* **EXERCISE**:
The records below must be duplicated exactly, character for character.

···

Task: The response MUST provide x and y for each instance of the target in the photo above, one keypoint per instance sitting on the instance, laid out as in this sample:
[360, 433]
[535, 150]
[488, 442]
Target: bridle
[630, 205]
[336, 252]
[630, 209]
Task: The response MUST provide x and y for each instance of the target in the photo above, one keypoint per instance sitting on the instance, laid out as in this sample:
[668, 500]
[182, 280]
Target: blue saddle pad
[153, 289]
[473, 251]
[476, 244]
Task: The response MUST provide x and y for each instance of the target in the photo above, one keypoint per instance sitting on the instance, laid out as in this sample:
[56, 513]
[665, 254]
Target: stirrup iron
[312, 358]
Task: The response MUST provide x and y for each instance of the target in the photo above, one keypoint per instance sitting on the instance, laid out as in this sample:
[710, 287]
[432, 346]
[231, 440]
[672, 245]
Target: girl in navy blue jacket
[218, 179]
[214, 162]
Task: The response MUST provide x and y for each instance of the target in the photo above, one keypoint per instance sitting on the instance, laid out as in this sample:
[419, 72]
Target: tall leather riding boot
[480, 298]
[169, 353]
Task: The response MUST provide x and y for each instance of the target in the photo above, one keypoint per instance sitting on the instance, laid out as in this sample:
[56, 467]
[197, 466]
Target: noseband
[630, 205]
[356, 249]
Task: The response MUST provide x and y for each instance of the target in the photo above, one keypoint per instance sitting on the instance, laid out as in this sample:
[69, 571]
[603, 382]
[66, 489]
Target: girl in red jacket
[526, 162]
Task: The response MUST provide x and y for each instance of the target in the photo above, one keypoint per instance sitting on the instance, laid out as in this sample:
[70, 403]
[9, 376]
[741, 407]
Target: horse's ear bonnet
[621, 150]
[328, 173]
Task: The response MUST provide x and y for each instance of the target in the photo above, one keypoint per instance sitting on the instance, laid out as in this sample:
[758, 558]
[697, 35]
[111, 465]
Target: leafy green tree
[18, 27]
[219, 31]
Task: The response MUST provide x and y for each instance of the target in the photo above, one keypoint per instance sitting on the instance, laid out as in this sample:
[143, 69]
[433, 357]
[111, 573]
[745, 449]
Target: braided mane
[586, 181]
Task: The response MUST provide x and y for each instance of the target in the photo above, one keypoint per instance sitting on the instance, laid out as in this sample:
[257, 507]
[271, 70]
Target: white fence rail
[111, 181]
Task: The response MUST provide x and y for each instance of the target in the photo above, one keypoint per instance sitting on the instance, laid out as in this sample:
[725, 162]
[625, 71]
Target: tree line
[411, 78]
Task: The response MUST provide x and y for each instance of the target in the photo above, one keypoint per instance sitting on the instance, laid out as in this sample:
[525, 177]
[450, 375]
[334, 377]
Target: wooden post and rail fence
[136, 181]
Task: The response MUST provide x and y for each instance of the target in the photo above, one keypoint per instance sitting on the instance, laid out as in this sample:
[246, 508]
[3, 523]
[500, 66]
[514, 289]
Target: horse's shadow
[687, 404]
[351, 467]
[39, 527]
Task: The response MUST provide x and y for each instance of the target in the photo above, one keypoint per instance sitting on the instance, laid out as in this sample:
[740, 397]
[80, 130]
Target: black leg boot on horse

···

* **SOLUTION**:
Task: The response MUST provide x and y for each instance of the target in the photo above, one keypoint per instance sitting on the instance, laid out as in this sample:
[360, 433]
[535, 150]
[488, 442]
Target: bridle
[630, 205]
[336, 252]
[630, 209]
Task: The response MUST provide x and y for each instance of the target in the photo above, one keypoint per instance sitting on the instance, laid out as in this sample:
[668, 500]
[182, 280]
Target: blue saddle pad
[153, 289]
[473, 251]
[476, 244]
Task: The response MUST provide x and y for each instance of the target in the photo above, one keypoint per instance sitting on the instance, laid out as in this sample:
[56, 513]
[665, 254]
Target: stirrup iron
[312, 358]
Task: The response MUST provide x and y for each instance of the target in the photo above, one keypoint per instance sitting on the instance, laid out as in this sample:
[710, 287]
[432, 346]
[231, 440]
[672, 245]
Target: girl in navy blue jacket
[218, 179]
[214, 162]
Task: The response MUST provide x and y for each instance of the target in the photo above, one keypoint per instance sitting on the instance, laid out as in this sample:
[419, 72]
Target: tall leather riding boot
[480, 298]
[169, 353]
Task: The response MUST provide x and y for each instance of the target in the photo above, one keypoint per instance sitting on the instance, laid out as in this sample:
[56, 467]
[197, 466]
Target: noseband
[630, 205]
[356, 249]
Task: The response MUST provide x and y for each instance of the target in the photo above, one keypoint per instance sitting on the instance, laid out as in this sample:
[69, 571]
[603, 382]
[66, 489]
Target: girl in red jacket
[526, 162]
Task: The response MUST provide x and y for each instance of the target in the photo above, one keypoint per instance sitting on the instance, laid out as in this sample:
[70, 403]
[9, 376]
[741, 407]
Target: horse's ear bonnet
[621, 150]
[328, 173]
Task: The response MUST provide x and y for each instance of the target in the photo above, one keypoint per instance sitting on the instance, laid out as in this sample:
[758, 558]
[697, 35]
[111, 465]
Target: leafy green tree
[18, 27]
[219, 31]
Task: The response MUST provide x and y for each instance of the target in the photo above, one keypoint per instance sitting on the instance, laid out as in this sample:
[143, 69]
[433, 357]
[111, 573]
[745, 449]
Target: braided mane
[586, 181]
Task: The response MUST provide x and y for each instance of the target in the photo above, one keypoint per instance sitting on the instance, laid out as in this sample:
[257, 507]
[271, 70]
Target: white fence rail
[111, 181]
Task: The response MUST provide x and y for each instance of the target in the photo above, one keypoint per instance sitting on the instance, laid out as in this sample:
[725, 162]
[625, 71]
Target: tree line
[411, 78]
Task: The response MUST provide x and y for each instance of the target in the photo above, one keypoint per instance sitting on the instance, laid out as in this sample:
[525, 177]
[450, 375]
[334, 377]
Target: wooden post and rail fence
[136, 181]
Task: The response MUST provide x and y for each instance of the target in the photo above, one keypoint per instance sitting on the instance, laid out as in this sample:
[246, 508]
[3, 523]
[500, 66]
[514, 289]
Target: horse's shadow
[687, 404]
[351, 467]
[39, 527]
Task: The response MUST provide x and y for each instance of the target in the photo above, one keypoint per instance sitting on the instance, laid out as in this sample:
[740, 397]
[80, 130]
Target: black leg boot on horse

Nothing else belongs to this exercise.